- Point labeling dataset excerpts:
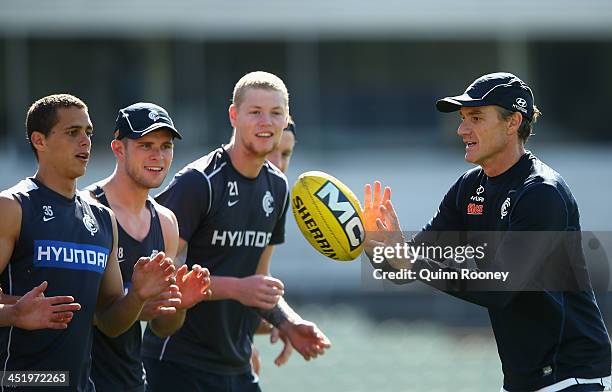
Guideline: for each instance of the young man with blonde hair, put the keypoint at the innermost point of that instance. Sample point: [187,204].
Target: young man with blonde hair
[52,233]
[231,206]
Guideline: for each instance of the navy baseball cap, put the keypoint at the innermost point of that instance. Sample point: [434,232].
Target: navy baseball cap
[291,128]
[501,88]
[142,118]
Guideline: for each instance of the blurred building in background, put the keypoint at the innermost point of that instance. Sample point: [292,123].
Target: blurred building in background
[354,68]
[361,74]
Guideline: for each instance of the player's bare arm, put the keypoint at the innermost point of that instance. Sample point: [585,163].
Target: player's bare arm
[116,312]
[303,335]
[192,285]
[33,310]
[259,290]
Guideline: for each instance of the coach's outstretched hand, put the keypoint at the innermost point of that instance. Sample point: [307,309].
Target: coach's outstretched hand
[305,337]
[381,222]
[193,285]
[35,311]
[152,276]
[162,304]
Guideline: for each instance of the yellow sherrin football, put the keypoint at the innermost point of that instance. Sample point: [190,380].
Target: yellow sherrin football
[329,215]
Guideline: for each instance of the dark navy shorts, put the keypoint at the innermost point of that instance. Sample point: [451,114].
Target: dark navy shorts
[164,376]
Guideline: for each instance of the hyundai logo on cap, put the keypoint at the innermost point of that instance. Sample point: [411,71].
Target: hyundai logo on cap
[501,88]
[142,118]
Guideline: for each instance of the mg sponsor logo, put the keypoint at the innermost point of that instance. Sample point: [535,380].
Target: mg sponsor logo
[344,212]
[475,209]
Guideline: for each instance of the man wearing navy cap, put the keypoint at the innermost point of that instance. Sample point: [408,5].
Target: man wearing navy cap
[549,331]
[51,233]
[143,146]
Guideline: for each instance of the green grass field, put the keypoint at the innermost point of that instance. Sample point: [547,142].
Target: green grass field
[386,356]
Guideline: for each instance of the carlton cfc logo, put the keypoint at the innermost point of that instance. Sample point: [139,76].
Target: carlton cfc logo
[90,224]
[268,203]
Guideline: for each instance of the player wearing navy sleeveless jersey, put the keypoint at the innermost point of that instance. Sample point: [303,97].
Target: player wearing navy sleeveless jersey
[231,206]
[143,146]
[548,328]
[51,233]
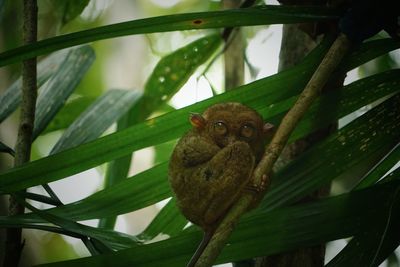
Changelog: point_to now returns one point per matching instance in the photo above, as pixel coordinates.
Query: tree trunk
(297, 41)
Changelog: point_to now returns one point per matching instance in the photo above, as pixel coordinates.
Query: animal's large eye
(220, 128)
(247, 131)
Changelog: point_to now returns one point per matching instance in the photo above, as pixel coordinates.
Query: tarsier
(212, 164)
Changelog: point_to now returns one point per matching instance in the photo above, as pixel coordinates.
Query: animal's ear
(197, 120)
(268, 129)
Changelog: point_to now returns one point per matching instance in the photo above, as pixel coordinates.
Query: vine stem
(320, 77)
(13, 245)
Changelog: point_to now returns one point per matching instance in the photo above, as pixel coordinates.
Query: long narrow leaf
(69, 113)
(265, 233)
(261, 15)
(158, 130)
(288, 185)
(171, 72)
(60, 86)
(11, 98)
(378, 241)
(381, 169)
(6, 149)
(370, 133)
(90, 125)
(169, 221)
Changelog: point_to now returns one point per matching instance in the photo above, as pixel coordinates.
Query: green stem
(13, 246)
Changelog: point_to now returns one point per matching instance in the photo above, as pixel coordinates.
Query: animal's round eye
(247, 131)
(220, 128)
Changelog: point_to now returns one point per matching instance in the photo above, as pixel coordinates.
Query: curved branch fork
(329, 63)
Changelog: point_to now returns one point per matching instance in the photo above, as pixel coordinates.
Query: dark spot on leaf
(207, 174)
(197, 21)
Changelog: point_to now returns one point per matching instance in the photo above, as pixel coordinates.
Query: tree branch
(13, 246)
(275, 147)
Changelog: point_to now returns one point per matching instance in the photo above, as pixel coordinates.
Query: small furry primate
(213, 163)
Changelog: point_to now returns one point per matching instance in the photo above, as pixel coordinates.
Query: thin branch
(288, 124)
(13, 246)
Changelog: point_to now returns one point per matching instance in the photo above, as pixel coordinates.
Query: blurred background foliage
(128, 63)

- GIVEN INSTRUCTION: Write out again every line above exactly as given; the pictures do not belong in the copy.

- TASK ANSWER:
Guideline: for each instance of the young man with blonde hair, put the keypoint at the innermost point of that instance. Sample point: [187,204].
Target: young man with blonde hair
[52,233]
[231,206]
Guideline: for each instance of the navy baseball cap, put the keypoint at the innermost point of that instance. Sample point: [434,232].
Target: navy baseball cap
[291,128]
[501,88]
[142,118]
Guideline: for each instance of the blurred building in background, put the keypoint at the innermost point of that instance. Sample point: [292,123].
Target: blurred building in background
[354,68]
[361,74]
Guideline: for each instance of the player's bare arm, put the keypoint at the innermost point of that instance. Sample point: [585,163].
Target: player's bare arm
[116,312]
[303,335]
[192,285]
[33,310]
[259,290]
Guideline: for each instance of the coach's outstretched hand, put the keypoint at the innermost point of that instance. Sample point: [307,309].
Target: coach's outstretched hand
[305,337]
[381,222]
[193,285]
[35,311]
[152,276]
[162,304]
Guideline: for each instance of the yellow sherrin football, put the keypoint at the innermost point of that instance. Sample point: [190,380].
Target: yellow sherrin football
[329,215]
Guideline: for each instance of the dark navy shorts, put the keypoint at the innermost point of that instance. Sample point: [451,114].
Target: dark navy shorts
[164,376]
Guideline: for each instance of the hyundai logo on cap, put the keypoint at the innermost point of that instance. Sample point: [411,71].
Target: hyundai logo on cap
[501,88]
[142,118]
Guideline: for each instance of the mg sponsor logo, put the keypoint at the innermost point of that instance. Sample point: [535,380].
Target: mg sponsor logo
[344,212]
[475,209]
Guideline: for each instance of the man wearing navy cap, put the keypoint at the innermost point of that instance. Sample point: [408,5].
Target: man wearing navy cap
[549,331]
[51,233]
[143,146]
Guideline: for each instance of the green grass field, put the keypoint at the innermost point of that instance. Sample point: [547,142].
Target: green grass field
[386,356]
Guideline: for each instance of the carlton cfc logo, put the keypoint at the innermost point of that instance. Sample point: [139,76].
Target: carlton cfc logo
[90,224]
[268,203]
Guideline: for each instance of the player wearing navy sleeveless jersey, put the keypoint at the innermost point of that instance. Sample point: [303,97].
Target: player wearing navy sleeveless jersey
[231,206]
[143,146]
[548,328]
[51,233]
Changelog: point_to now returns one point per matching instance in the photo above, as pixel coordinates.
Query: tree trunk
(297, 41)
Changelog: point_to now returns one point per matching instance in the photo above, as pixel coordinates.
Query: animal's large eye
(220, 128)
(247, 131)
Changelog: point_to now returns one point per matching instance in the photo above, as pixel coordinates.
Query: tarsier
(212, 164)
Changelog: point_to now returns one point per matching instance in the photo above, as pixel coordinates.
Query: animal's ear
(197, 120)
(268, 129)
Changelog: point_to now returns one point per matching instance in the photo above, as pixel coordinates.
Query: vine stem
(320, 77)
(13, 245)
Changelog: point_to now returns one point per matching instance in the photo above, as pixel coordinates.
Query: long narrow leaf
(69, 113)
(265, 233)
(261, 15)
(158, 130)
(288, 185)
(171, 72)
(60, 86)
(11, 98)
(378, 241)
(381, 169)
(6, 149)
(370, 133)
(90, 125)
(169, 221)
Changelog: point_to now returns one point per matching instance in the photo above, as pixel coordinates.
Query: green stem
(13, 246)
Changelog: point_to now returns one point per matching instance in the photo above, as pixel coordinates.
Query: animal's round eye
(247, 131)
(220, 128)
Changelog: point_to now returns one point per matching instance in the photo above, as pixel coordinates.
Query: curved branch fork
(329, 63)
Changelog: point_to now returns one point per matching instance in the photo above, as pixel coordinates.
Query: dark spot on leaf
(207, 174)
(197, 21)
Changelog: point_to now returns one point per matching instance in the photo above, as pixel coordinates.
Query: tree branch
(13, 246)
(275, 147)
Changelog: point_to now returns one point per matching instance in the photo above, as pixel coordinates.
Query: small furry primate
(213, 163)
Changelog: point_to now returns one point per matching instance in the photo above, as pixel coordinates.
Query: thin branch
(288, 124)
(13, 246)
Changelog: point_to now returns one point per matching instance in the photo above, as pixel coordinates.
Query: blurred background foliage
(128, 63)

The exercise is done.